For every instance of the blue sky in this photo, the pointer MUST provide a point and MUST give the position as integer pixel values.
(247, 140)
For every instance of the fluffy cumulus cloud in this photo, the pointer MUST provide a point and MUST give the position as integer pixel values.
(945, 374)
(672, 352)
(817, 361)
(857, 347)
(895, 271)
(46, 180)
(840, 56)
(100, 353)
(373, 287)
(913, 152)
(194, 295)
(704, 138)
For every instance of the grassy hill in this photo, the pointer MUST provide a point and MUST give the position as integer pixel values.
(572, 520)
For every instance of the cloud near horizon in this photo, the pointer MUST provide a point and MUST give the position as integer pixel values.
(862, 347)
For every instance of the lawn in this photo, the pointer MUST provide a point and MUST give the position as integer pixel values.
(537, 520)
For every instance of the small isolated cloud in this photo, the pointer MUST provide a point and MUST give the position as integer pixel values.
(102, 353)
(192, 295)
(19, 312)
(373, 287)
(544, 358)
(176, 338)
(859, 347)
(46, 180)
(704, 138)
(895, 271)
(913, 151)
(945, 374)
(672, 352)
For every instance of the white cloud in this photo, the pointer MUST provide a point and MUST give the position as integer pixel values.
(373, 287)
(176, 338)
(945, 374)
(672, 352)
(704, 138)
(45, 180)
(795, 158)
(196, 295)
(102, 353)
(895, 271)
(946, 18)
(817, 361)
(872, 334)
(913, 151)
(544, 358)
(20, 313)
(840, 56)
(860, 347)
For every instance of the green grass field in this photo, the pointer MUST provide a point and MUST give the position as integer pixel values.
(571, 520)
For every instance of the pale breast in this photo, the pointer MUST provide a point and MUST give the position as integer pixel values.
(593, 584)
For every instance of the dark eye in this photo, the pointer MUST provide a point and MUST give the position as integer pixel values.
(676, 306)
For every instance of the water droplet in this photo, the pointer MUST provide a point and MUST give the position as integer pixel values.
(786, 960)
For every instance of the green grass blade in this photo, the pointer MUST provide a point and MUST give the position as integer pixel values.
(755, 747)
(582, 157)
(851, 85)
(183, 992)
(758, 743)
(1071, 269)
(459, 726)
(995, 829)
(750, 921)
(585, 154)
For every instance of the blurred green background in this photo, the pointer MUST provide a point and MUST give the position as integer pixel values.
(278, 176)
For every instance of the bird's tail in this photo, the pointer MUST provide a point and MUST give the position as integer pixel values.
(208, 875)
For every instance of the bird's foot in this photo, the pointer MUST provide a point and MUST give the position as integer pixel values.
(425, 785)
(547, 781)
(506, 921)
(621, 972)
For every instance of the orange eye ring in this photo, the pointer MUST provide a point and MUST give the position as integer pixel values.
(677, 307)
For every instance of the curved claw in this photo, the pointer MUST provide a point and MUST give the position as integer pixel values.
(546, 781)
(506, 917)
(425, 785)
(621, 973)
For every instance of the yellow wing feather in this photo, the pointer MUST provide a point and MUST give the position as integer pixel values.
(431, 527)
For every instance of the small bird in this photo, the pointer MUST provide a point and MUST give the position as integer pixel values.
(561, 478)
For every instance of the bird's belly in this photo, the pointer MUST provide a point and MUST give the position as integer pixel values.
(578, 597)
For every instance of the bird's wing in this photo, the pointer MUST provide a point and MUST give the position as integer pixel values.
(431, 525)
══════════
● To do
When you transcribe the records above, keep every line exactly the same.

● Output for this task
For every instance of the blue sky in this photo, the pointer MUST provide a point and MUST give the position as integer pixel values.
(247, 140)
For every instance of the fluffy cumulus cloud in this photo, the pointer MUST provide a point and MUST give the position as integer pixel values.
(945, 374)
(672, 352)
(817, 361)
(857, 347)
(895, 271)
(46, 180)
(840, 56)
(100, 353)
(373, 287)
(913, 152)
(194, 295)
(704, 138)
For every instance of the grassy hill in this photo, the pointer MUST provide a point and MUST give the position as integer pixel values.
(572, 520)
For every instance of the cloud near horizon in this photo, the pointer MUST provide a point and MUST give the position as integer pixel values.
(862, 347)
For every instance of the lawn in this photo, the pointer MUST provide a point and MUST give the position as integer pixel values.
(537, 520)
For every instance of the small isolated cloud in this photo, the pointer MUST provide a point and MUST give the position as integer pixel values.
(102, 353)
(192, 295)
(19, 312)
(373, 287)
(544, 358)
(176, 338)
(859, 347)
(46, 180)
(704, 138)
(895, 271)
(913, 151)
(945, 374)
(672, 352)
For every instance of the white cloud in this photo, the pointer MUST provide a point and MUST give the position as integer pixel values.
(373, 287)
(176, 338)
(945, 374)
(672, 352)
(704, 138)
(45, 180)
(795, 158)
(196, 295)
(102, 353)
(895, 271)
(946, 18)
(817, 361)
(872, 334)
(913, 151)
(544, 358)
(20, 313)
(840, 56)
(860, 347)
For every instance of the green grass field in this photo, the pointer MUST provide a point and MUST give the position as integer pixel values.
(571, 520)
For every instance of the pale breast in this photo, the pointer MUST provide a point and MUST give the position as integer pixel values.
(593, 584)
For every instance of the dark eye in this photo, the pointer MUST provide a point and MUST give the position as integer pixel values.
(676, 306)
For every instance of the water droplet in this photo, the pointer MUST provide a point and MUST give the position as integer pixel values.
(786, 960)
For every instance of the green grass blade in this photo, the pointer MUST provide a point and MUST give the position as integer pixel values.
(755, 747)
(582, 157)
(851, 85)
(183, 992)
(758, 743)
(1071, 269)
(459, 726)
(995, 829)
(750, 921)
(585, 154)
For every instance of the blurred green background in this photo, the pointer MUST provide a point and MUST give the position as integer pixel values.
(278, 176)
For every instance of the bird's tail in this photo, the pointer MUST provide a point and MUST give the position as integer pixel values.
(208, 875)
For every instance of the bird's foot in this photo, the pointer MUST provide a point and MUST give the position as integer pixel values.
(425, 785)
(547, 781)
(506, 921)
(621, 972)
For every instance of the orange eye ring in this photo, the pointer MUST provide a point and MUST give the position as integer pixel values.
(677, 307)
For every instance of the curved claw in this photo, the pointer MUST provide a point and MUST give the position as integer pixel values.
(546, 781)
(506, 917)
(425, 785)
(621, 973)
For every instance of the yellow wing feather in this photo, the pointer MUST provide a point and MUST give the position as integer pixel values.
(431, 527)
For every instance of the small bird in this photo, the pointer MUST provide a point and MUST give the position as integer pixel values.
(561, 478)
For every instance of the bird's belly in this photo, the pointer MUST provide a point and MUST give the position as integer pixel values.
(578, 597)
For every instance of the bird's wing in this photo, the pointer MUST provide a point and MUST give the position as integer pixel values.
(431, 525)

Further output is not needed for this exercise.